• [GOAL 1]:
In the interview, why does Timmons find his current position interesting?
• [GOAL 2]:
Could you repeat the portion of the interview starting with "Then I went" and going on through "a half years."?
──────── SOURCE PASSAGE
WILSON: Well, I think that the best way, the most desirable approach for me, would be for you to review your role and give your impressions.
TIMMONS: Well, I can do that fairly quickly, I think. Also, it's interesting because now, after some 22 years, I find myself in the organization, which, of course, was created at the time of the Marshall Plan, and to which President Truman contributed so much.
I came to Paris in the very beginning of the Marshall plan in 1948 with Ambassador David Bruce, who himself is now coming back to Paris for a third or fourth time. I was at first the special assistant
to Bruce when he was the director of the ECA [Economic Cooperation Administration] mission to France. Of course, at that time the central office for the Marshall plan was in Paris under Ambassador Averell Harriman. Later I became deputy chief of the mission. David Bruce, himself, became Ambassador to France after nine or ten months, I think, as chief of the Marshall plan. He was named by President Truman as Ambassador to France. But I stayed in the Embassy in the ECA mission to France for about seven years, from 1948 to 1955; so I saw the whole period of the Marshall plan, properly speaking, in France and, of course, the later developments, the beginning of the military assistance programs. I left Paris in 1955. I was the director at that time then of the mission. ECA went through many changes. As you know, it became FOA [Foreign Operations Administration] and MSA [Mutual Security Agency], ICA [International Cooperation Administration], and now the AID [Agency for International Development]; but through all of those successive changes there was a mission to France and I think I was the next to last director of it. I think there was one person who followed me, and then the mission had finished its work. Of course, it was
progressively reduced; so I suppose sometime in 1956, why, the mission came to an end. But I saw that whole period, from 1948 to 1955.
WILSON: You served earlier, 1946 to '48 in the Treasury.
TIMMONS: That's right; I was in the Treasury and I had also known Ambassador Bruce during the war. He was in London and I was in London, but he asked me to join the mission here.
Then I went into the diplomatic service, the regular Foreign Service, and I served in a number of other posts, in Washington, and Stockholm, and New Delhi. Then I was Ambassador to Haiti. And after that I was asked by the State Department to come back here as Deputy Secretary General of the organization. That was the first time I had actually served in the secretariat of the OECD [Organization for Economic Cooperation and Development], although, of course, I'd had a great deal to do with its predecessor organization, the OEEC [Organization for European Economic Cooperation], when I was in Paris. I've been now in this post for some two and a half years.
────────────────
──────── RECORDED INFORMATION
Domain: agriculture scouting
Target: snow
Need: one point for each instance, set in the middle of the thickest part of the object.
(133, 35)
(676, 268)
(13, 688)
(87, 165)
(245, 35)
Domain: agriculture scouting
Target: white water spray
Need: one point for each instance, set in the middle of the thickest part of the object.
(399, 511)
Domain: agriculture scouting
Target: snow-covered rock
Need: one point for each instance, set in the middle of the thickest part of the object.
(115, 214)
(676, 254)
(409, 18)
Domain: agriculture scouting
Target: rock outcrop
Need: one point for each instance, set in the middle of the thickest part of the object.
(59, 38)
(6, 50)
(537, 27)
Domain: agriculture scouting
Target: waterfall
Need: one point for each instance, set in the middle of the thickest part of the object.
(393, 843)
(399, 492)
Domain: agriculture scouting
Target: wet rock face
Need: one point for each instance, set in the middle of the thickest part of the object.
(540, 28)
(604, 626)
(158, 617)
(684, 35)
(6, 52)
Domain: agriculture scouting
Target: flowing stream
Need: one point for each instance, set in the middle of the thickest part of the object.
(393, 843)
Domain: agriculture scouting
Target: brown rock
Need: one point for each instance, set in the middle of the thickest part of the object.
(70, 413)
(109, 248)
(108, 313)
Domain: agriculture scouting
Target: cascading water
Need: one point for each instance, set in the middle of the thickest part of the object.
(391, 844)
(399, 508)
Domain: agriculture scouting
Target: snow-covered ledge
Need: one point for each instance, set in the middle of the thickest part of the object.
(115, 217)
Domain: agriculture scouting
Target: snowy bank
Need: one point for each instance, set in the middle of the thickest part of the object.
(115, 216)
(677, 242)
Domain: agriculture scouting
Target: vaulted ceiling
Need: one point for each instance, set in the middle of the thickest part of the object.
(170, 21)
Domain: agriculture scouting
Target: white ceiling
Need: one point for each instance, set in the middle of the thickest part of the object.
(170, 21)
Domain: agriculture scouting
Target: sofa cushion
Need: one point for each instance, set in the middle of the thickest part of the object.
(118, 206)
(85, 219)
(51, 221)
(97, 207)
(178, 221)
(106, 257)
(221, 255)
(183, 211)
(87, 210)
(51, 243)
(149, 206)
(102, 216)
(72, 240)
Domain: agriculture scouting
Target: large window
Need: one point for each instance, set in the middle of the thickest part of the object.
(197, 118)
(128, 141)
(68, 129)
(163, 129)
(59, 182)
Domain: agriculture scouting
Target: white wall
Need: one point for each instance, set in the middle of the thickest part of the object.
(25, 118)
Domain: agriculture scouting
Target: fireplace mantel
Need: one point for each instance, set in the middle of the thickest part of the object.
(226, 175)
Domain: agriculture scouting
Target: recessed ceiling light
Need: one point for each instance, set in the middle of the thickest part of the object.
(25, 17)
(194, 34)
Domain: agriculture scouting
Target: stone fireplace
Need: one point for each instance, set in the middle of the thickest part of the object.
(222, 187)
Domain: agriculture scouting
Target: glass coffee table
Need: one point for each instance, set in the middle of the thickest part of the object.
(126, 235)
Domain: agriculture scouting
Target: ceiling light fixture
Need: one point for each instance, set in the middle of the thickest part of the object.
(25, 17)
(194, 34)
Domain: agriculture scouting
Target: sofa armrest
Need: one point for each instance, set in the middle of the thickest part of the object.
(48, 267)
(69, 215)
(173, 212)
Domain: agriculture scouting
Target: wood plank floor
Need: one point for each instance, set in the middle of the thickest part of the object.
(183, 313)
────────────────
• [TASK ANSWER 1]:
After some 22 years, he finds himself in the organization that was created at the time of the Marshall Plan and to which President Truman contributed so much. He had come to Paris at the very beginning of the Marshall Plan in 1948.

• [TASK ANSWER 2]:
Then I went into the diplomatic service, the regular Foreign Service, and I served in a number of other posts, in Washington, and Stockholm, and New Delhi. Then I was Ambassador to Haiti. And after that I was asked by the State Department to come back here as Deputy Secretary General of the organization. That was the first time I had actually served in the secretariat of the OECD [Organization for Economic Cooperation and Development], although, of course, I'd had a great deal to do with its predecessor organization, the OEEC [Organization for European Economic Cooperation], when I was in Paris. I've been now in this post for some two and a half years.